(Compito richiesto)
Secondo l'estratto sull'inquinamento in Cina, per quale motivo l'economia cinese preferisce il carbone come fonte energetica?
───── Estratto della pagina
Una centrale a carbone in Cina
Ci sono volute le Olimpiadi perché il volto di Mao sparisse dalle banconote cinesi da 10 yuan, sostituito dal futuristico “Nido” d’acciaio, lo stadio pechinese simbolo di questi Giochi. In nome della più importante manifestazione sportiva al mondo, che significa l’ingresso ufficiale, trionfale e definitivo della Repubblica popolare cinese nel salotto buono della globalizzazione, il governo di Pechino si è dato il compito di rivisitare persino i propri simboli e ideali. Almeno in pubblico e per i prossimi mesi.

Fra le battaglie che si vogliono combattere in vista dell’Olimpiade fa rumore quella per l’ambiente. La Cina, sotto impulso di un’economia giovane e affamata che corre intorno al 10% di crescita da anni, sta diventando il paese più inquinato e inquinante al mondo. E’ di qualche tempo fa la notizia che la Cina ha ormai sorpassato gli Stati Uniti come principale responsabile globale per le emissioni di CO2 in valori assoluti: circa sei miliardi di tonnellate all’anno; secondo le proiezioni nel 2030 gli Stati Uniti saranno arrivati a otto, la Cina a undici. Il carbone è la fonte energetica privilegiata dall’economia cinese, visto che, a parità di watt di elettricità prodotti, costa meno di petrolio e gas, anche se inquina di più: così, ogni due nuove centrali energetiche che vengono costruite in Cina ogni settimana, una è a carbone.
──────────
───── Elenco dati
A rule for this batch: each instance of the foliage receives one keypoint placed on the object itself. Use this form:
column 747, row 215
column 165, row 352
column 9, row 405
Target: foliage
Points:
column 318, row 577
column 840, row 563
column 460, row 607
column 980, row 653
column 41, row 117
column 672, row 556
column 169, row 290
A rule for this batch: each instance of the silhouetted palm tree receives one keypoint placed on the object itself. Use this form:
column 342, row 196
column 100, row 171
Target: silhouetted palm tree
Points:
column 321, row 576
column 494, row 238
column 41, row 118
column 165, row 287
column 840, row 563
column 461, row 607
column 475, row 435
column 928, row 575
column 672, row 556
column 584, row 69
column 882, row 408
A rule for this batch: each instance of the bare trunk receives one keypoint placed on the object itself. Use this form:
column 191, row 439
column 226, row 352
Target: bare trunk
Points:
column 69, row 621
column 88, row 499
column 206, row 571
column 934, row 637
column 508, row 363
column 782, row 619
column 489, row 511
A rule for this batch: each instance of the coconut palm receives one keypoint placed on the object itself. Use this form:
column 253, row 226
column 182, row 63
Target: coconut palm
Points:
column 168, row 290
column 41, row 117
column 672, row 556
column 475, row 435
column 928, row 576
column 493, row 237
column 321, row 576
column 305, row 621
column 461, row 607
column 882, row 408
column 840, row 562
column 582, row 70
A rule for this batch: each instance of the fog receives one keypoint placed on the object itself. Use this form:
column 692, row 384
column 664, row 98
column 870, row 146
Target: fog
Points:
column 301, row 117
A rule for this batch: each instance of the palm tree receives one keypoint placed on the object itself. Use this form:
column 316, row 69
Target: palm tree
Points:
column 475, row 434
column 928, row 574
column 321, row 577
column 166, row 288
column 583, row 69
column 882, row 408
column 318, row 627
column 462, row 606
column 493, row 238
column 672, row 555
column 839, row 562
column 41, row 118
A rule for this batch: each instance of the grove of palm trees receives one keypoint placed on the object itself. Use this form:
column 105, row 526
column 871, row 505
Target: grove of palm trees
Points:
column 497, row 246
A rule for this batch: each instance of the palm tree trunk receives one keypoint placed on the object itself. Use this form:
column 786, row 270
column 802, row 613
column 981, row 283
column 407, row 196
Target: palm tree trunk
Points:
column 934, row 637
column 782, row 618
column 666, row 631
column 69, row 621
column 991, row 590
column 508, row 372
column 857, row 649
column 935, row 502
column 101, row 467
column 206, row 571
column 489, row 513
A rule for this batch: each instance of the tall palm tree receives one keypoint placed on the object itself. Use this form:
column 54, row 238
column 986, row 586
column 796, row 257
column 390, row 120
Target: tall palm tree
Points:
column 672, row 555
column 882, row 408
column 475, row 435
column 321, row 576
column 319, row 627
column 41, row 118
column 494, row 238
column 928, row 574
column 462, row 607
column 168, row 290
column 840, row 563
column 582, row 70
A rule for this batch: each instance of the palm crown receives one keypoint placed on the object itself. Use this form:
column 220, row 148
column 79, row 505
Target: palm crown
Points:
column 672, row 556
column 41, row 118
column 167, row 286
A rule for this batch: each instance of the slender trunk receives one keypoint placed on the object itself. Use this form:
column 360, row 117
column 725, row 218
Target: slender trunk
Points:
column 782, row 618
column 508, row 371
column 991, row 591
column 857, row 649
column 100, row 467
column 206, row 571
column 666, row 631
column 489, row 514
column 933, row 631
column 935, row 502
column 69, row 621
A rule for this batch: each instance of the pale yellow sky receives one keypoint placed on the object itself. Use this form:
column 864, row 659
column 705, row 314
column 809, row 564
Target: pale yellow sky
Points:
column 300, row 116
──────────
(Soluzione completa)
Perché, a parità di watt di elettricità prodotti, costa meno di petrolio e gas.